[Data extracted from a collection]
• • • •

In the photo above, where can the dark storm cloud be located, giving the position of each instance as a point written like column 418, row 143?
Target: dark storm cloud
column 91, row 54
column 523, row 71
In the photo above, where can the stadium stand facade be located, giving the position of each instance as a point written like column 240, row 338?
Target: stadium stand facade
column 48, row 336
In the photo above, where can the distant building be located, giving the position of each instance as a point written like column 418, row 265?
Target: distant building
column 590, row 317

• • • •

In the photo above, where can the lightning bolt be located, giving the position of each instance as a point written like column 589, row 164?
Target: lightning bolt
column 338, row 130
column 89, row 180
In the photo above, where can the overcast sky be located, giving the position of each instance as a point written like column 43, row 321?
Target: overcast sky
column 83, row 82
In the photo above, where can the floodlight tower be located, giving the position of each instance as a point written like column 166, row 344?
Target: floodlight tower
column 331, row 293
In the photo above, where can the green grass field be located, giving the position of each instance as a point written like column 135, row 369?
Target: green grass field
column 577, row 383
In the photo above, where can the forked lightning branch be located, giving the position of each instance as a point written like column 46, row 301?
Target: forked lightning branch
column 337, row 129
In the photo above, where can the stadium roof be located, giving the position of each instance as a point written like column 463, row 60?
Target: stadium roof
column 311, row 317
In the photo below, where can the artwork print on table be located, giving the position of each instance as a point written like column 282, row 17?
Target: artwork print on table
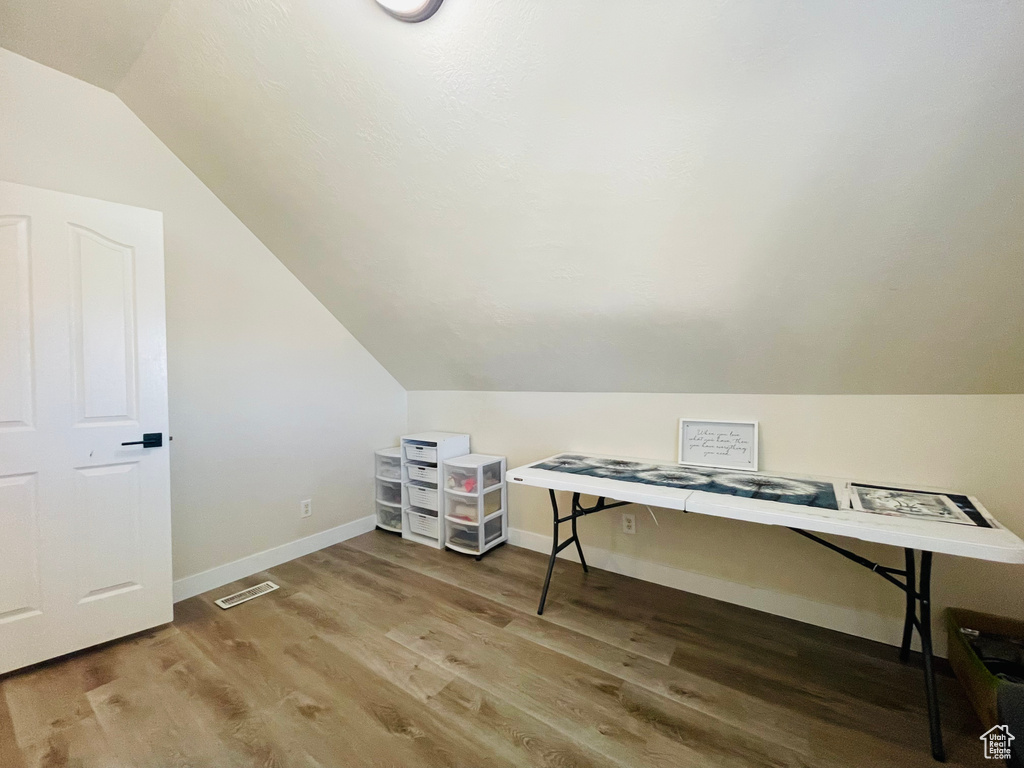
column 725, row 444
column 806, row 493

• • • •

What the task requires: Among the entries above, locate the lines containing "In the photo above, where can the green" and "In the photo above, where can the forked", and transcribe exactly those two lines and all lines between.

Expected output:
In the photo above, where can the green grass field be located, giving the position of each instance as a point written like column 135, row 369?
Target: green grass field
column 577, row 383
In the photo above, where can the forked lightning branch be located, giving the position of each instance as a point written like column 46, row 301?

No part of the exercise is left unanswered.